[Exercise brief]: Omit the pictures while printing every entry below exactly as given.

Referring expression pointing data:
┌────────

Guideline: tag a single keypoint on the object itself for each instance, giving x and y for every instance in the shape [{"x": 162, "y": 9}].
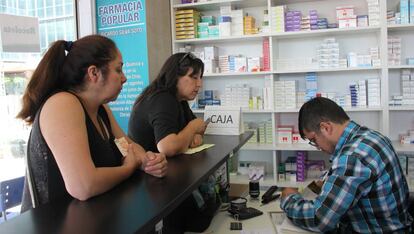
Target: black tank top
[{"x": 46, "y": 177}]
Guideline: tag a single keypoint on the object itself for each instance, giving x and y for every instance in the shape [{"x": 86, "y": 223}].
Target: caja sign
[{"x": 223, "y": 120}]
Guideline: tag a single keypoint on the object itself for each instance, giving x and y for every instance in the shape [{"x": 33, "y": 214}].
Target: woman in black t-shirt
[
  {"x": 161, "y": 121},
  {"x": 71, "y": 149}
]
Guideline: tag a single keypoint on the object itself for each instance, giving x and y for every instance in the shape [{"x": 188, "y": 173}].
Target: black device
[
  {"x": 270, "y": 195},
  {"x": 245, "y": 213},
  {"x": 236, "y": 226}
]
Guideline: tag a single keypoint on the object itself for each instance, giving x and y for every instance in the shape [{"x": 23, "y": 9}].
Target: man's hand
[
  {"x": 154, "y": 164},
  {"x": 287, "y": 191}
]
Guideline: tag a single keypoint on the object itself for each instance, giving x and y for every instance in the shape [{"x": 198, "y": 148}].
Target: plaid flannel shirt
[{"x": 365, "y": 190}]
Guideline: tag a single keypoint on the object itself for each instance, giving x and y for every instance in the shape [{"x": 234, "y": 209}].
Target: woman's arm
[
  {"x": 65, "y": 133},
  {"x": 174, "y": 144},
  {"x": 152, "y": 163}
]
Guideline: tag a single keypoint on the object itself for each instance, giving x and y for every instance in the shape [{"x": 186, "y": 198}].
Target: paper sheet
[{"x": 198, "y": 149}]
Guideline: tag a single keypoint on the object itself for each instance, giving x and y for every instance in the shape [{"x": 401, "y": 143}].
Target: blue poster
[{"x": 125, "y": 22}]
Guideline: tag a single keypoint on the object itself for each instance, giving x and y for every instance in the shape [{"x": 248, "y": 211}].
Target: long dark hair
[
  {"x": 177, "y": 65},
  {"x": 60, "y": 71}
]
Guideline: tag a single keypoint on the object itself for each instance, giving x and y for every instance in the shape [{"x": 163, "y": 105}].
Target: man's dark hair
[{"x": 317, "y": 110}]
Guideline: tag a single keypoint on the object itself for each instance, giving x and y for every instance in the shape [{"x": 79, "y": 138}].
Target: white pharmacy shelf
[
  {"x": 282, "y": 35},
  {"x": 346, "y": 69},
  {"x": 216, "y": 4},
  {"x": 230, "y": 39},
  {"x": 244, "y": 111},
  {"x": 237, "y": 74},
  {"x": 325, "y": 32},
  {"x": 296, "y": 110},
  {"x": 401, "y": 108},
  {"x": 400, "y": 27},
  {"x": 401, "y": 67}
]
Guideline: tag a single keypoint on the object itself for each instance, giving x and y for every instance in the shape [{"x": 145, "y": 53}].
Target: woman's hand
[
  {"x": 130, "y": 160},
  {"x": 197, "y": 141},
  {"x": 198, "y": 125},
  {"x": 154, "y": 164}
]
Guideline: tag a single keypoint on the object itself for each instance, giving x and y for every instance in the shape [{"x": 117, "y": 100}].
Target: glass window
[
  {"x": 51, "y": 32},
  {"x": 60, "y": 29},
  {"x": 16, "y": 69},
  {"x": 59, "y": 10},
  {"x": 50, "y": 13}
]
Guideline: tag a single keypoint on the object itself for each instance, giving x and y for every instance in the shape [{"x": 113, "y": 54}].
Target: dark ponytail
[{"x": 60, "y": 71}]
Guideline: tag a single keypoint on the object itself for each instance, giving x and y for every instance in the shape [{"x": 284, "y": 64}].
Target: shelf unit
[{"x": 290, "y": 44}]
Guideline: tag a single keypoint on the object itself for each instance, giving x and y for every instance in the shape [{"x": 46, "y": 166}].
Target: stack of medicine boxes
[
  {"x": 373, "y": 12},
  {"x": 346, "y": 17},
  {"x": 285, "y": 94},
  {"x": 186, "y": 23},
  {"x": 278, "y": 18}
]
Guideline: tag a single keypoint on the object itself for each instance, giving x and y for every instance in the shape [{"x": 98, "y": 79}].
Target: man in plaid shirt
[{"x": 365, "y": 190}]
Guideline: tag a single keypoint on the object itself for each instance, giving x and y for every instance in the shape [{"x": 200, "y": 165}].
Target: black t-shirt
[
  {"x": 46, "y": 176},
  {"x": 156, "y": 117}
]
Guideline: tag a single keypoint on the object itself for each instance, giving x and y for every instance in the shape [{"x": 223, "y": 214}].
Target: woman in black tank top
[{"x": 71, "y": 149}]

└────────

[Solution for this task]:
Guideline: tag a single keypoint on the object itself for each instance, giving x and y for every instance in the shape [{"x": 162, "y": 9}].
Target: black tank top
[{"x": 46, "y": 177}]
Guideline: tag a single keypoint on the object itself for each instance, giving x and y for every instance in the shape [{"x": 86, "y": 223}].
Target: caja sign
[{"x": 223, "y": 120}]
Guideline: tag a single keypoint on the object itself for each instance, giving x and y for every instance in the shape [{"x": 33, "y": 214}].
Target: woman in black t-shirt
[
  {"x": 161, "y": 121},
  {"x": 71, "y": 149}
]
Guideline: tag a single keypoint on the object itself for each instance, giving x and y for every instance in the shape [{"x": 188, "y": 173}].
Target: black device
[
  {"x": 270, "y": 195},
  {"x": 245, "y": 213},
  {"x": 236, "y": 226}
]
Guideline: tag a single keypoint on the object itself for each instance, giving x and y for every instance in the shape [{"x": 23, "y": 9}].
Target: man's hand
[
  {"x": 154, "y": 164},
  {"x": 287, "y": 191}
]
Guideline: tag a single keypoint on the object itself for each instance, giving x and y for every instance in the shape [{"x": 198, "y": 148}].
Target: plaid flannel shirt
[{"x": 365, "y": 190}]
Guideline: tag a single keypoint on the object itself for each instance, giving x and y for every instance in the shape [{"x": 234, "y": 209}].
Target: woman's arm
[
  {"x": 65, "y": 133},
  {"x": 174, "y": 144},
  {"x": 152, "y": 163}
]
Guideline: tag a single keypoint on the object itself for each instance, giving x and y for every instance in the shape [{"x": 186, "y": 198}].
Target: paper sheet
[{"x": 198, "y": 149}]
Guideline: tag a single keypoint on the object itself for each instance, giving x and y for every instance in the shape [{"x": 401, "y": 143}].
Target: blue poster
[{"x": 125, "y": 22}]
Guideline: tag a single keypoint on the object itself for each instance, giving x and y for every instance in the shape [{"x": 248, "y": 211}].
Target: long dark hair
[
  {"x": 177, "y": 65},
  {"x": 60, "y": 71}
]
Guideline: tag a single keypoint on the object itself for each instance, giving x and y for every instance in the shape [{"x": 163, "y": 105}].
Target: man's dark hair
[{"x": 317, "y": 110}]
Guideline: tag a single keypoint on the object itself for each instance, giving x and y for every instance in the shape [{"x": 79, "y": 138}].
Target: white pharmacy shelf
[
  {"x": 282, "y": 35},
  {"x": 346, "y": 69},
  {"x": 216, "y": 4},
  {"x": 230, "y": 39},
  {"x": 244, "y": 111},
  {"x": 237, "y": 74},
  {"x": 325, "y": 32},
  {"x": 296, "y": 110},
  {"x": 401, "y": 108},
  {"x": 400, "y": 27},
  {"x": 401, "y": 67}
]
Guideline: tag a single keypoint on the object itself for each instance, giving x and y for every instance in the shape [{"x": 145, "y": 53}].
Target: woman's hand
[
  {"x": 130, "y": 160},
  {"x": 197, "y": 141},
  {"x": 198, "y": 125},
  {"x": 154, "y": 164}
]
Guideline: tag a single keypoint on the object itself for each instance, giving x and y for every instance in the shape [{"x": 117, "y": 100}].
Target: glass window
[
  {"x": 51, "y": 32},
  {"x": 60, "y": 29},
  {"x": 16, "y": 69},
  {"x": 59, "y": 10},
  {"x": 50, "y": 13}
]
Guideline: tag a single keypoint on the object itself for each instance, giving x and y for every instance in the shape [{"x": 113, "y": 54}].
Target: dark ponytail
[{"x": 60, "y": 71}]
Guideline: tag a single keypoint on the object itself for each instance, giving x and y for every instance in the shape [{"x": 284, "y": 64}].
Target: shelf unit
[{"x": 290, "y": 44}]
Guideline: tag a single keypoint on the object itself for each instance, giving x and y for every instance in the shape [{"x": 46, "y": 166}].
Target: stack of medicine boxes
[
  {"x": 373, "y": 12},
  {"x": 346, "y": 17},
  {"x": 285, "y": 94},
  {"x": 186, "y": 23},
  {"x": 278, "y": 18}
]
Guideline: tag a single keypoint on the object itself for each instance, giving x and y for every instance in the shape [{"x": 98, "y": 79}].
Target: man in plaid shirt
[{"x": 365, "y": 190}]
Guideline: tag a single keypoint on the object itself for each instance, giving x and y for every instance in the shape [{"x": 200, "y": 165}].
Target: black t-shirt
[
  {"x": 46, "y": 176},
  {"x": 156, "y": 117}
]
Guideline: tag a single keypoint on the object itself for each instance, giving x and y for every instance in the shape [{"x": 223, "y": 214}].
Target: woman in black tank top
[{"x": 71, "y": 149}]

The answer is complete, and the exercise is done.